> **TASK STATEMENT**
Count the lines in the entries below that contain the word "storefront", matching case exactly. Reply with the number alone.

> **THE RECORDS**
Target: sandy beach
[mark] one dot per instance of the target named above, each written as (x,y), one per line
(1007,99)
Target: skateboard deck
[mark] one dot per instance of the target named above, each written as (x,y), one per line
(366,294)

* * *

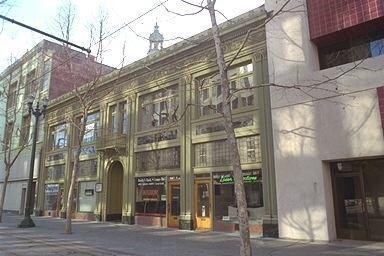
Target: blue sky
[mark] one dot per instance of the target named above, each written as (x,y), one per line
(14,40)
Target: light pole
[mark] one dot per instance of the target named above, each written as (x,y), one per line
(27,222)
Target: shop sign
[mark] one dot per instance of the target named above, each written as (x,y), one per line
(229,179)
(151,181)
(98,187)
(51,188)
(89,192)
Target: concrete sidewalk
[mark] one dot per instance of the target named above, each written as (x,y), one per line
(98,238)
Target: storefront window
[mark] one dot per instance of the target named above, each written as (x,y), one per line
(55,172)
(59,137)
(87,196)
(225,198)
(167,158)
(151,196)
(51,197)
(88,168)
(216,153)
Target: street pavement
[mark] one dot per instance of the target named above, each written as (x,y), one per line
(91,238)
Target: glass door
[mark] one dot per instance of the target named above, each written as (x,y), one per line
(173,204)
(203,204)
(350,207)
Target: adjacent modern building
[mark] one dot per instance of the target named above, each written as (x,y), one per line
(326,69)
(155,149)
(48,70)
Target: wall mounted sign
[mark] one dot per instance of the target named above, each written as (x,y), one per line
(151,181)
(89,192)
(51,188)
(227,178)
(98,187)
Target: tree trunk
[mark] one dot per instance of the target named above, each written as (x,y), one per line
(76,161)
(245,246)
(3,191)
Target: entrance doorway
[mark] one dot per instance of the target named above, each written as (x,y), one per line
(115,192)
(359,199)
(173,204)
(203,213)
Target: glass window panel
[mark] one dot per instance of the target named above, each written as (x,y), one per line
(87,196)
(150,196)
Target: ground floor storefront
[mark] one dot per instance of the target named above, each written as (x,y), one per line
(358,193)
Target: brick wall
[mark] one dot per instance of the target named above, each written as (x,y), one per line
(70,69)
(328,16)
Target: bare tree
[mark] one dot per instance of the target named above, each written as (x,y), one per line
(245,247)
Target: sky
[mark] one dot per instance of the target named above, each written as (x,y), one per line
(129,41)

> **RESPONSE FOR THIS EXERCISE**
2